WHAT YOU WILL DO:
Copy out every line of the records below word for word, changing nothing.

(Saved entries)

★ ★ ★ ★ ★

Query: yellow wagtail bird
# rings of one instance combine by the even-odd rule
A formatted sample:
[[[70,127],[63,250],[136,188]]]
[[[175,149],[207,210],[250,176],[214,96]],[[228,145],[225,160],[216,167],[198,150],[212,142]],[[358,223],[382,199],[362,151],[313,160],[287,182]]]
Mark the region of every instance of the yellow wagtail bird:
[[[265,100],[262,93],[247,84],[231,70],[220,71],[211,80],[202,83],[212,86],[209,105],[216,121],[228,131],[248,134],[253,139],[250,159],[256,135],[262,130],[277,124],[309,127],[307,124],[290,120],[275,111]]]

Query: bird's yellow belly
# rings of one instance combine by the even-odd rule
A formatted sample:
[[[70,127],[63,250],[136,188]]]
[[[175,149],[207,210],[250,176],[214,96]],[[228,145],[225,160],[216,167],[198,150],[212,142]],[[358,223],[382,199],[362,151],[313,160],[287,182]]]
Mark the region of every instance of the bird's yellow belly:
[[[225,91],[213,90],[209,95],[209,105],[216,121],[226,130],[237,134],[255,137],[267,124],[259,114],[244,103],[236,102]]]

★ ★ ★ ★ ★

TASK RESULT:
Query: yellow wagtail bird
# rings of one instance combine by the even-odd rule
A formatted sample:
[[[70,127],[63,250],[136,188]]]
[[[175,149],[207,210],[250,176],[214,96]],[[228,145],[225,160],[216,167],[198,150],[212,142]],[[358,223],[382,199],[362,151],[313,160],[287,182]]]
Mark the region of every instance of the yellow wagtail bird:
[[[265,100],[262,93],[247,84],[231,70],[220,71],[211,80],[202,83],[212,86],[209,105],[216,121],[228,131],[248,134],[253,139],[250,159],[256,135],[262,130],[277,124],[309,127],[307,124],[290,120],[275,111]]]

Query: bird's yellow belly
# rings of one instance combine by the even-odd rule
A formatted sample:
[[[70,127],[63,250],[136,188]]]
[[[175,149],[207,210],[250,176],[214,96]],[[228,145],[225,160],[216,167],[198,150],[212,142]],[[358,223],[382,199],[362,151],[313,160],[287,182]]]
Mark the region of every instance of the bird's yellow belly:
[[[225,91],[213,90],[209,95],[209,105],[216,121],[226,130],[237,134],[255,137],[267,124],[259,114],[244,103],[236,102]]]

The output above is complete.